§ **REQUIRED ACTION**
Only these lines are needed: the first line of the entries below through the line with "output: well-known text, one", each returned exactly.

§ **AVAILABLE DATA**
-- Opening Marker --

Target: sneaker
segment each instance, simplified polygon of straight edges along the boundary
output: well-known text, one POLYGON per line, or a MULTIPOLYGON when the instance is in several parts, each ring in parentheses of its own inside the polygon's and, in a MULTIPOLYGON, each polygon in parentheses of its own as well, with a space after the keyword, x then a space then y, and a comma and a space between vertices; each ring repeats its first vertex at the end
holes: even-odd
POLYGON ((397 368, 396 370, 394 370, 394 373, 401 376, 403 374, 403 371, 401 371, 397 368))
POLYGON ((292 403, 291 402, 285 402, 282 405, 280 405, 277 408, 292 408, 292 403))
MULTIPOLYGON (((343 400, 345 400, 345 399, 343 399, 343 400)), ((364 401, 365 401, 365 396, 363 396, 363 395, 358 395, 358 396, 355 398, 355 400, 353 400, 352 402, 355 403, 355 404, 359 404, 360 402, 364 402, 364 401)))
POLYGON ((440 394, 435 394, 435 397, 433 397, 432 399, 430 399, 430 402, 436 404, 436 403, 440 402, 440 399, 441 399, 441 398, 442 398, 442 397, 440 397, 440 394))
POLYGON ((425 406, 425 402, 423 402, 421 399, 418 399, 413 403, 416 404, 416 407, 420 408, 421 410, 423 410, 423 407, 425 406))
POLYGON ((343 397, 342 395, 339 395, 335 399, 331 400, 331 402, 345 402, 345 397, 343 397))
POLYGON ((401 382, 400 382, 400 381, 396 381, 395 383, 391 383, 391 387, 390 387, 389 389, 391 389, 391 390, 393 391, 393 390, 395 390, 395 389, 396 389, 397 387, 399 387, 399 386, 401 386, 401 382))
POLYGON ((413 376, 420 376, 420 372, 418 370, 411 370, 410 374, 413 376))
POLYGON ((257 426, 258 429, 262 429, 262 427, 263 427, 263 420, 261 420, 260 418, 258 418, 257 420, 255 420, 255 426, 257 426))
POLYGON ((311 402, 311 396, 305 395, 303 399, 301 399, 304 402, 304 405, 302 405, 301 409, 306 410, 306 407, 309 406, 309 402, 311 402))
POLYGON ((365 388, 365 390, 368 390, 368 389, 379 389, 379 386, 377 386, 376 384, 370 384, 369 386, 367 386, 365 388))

-- Closing Marker --

§ **RESPONSE FOR THIS EXERCISE**
Target: sneaker
segment each instance, simplified polygon of straight edges along the boundary
output: well-known text, one POLYGON per line, or a MULTIPOLYGON when the instance is in several parts, each ring in parentheses of its own inside the polygon's and, in a MULTIPOLYGON, each polygon in parentheses of its own as well, with a space after the keyword, x then a space then y, and a comma and a space between vertices; each ring repeats its first vertex at the end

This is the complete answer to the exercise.